→ THE REQUEST
Rewrite everything from the line containing "Set-play tagging: locate each instance of the gravel" through the end of the entries, requests included, and scale each point's coordinates by 2.1, rounding to whole numbers with halves rounded up. Leave the pictures out of your answer.

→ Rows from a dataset
• • • • • • •

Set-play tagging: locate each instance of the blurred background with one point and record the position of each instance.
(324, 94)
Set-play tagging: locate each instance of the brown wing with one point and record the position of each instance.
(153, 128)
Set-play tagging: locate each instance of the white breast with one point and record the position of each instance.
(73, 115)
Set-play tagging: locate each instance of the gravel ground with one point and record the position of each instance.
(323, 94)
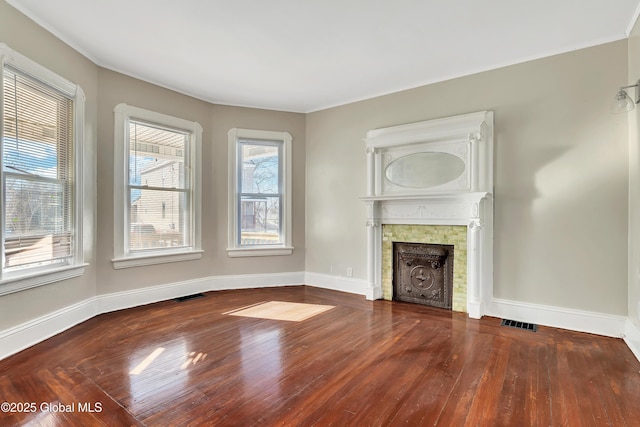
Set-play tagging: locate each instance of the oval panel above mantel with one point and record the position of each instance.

• • • • • • •

→ OUTPUT BELOW
Set-play tagging: locate each instance of the gravel ground with one point and record the position of each instance.
(678, 197)
Set-play tagging: locate each instance of the oval panel above mantel with one point and record the position of each instance.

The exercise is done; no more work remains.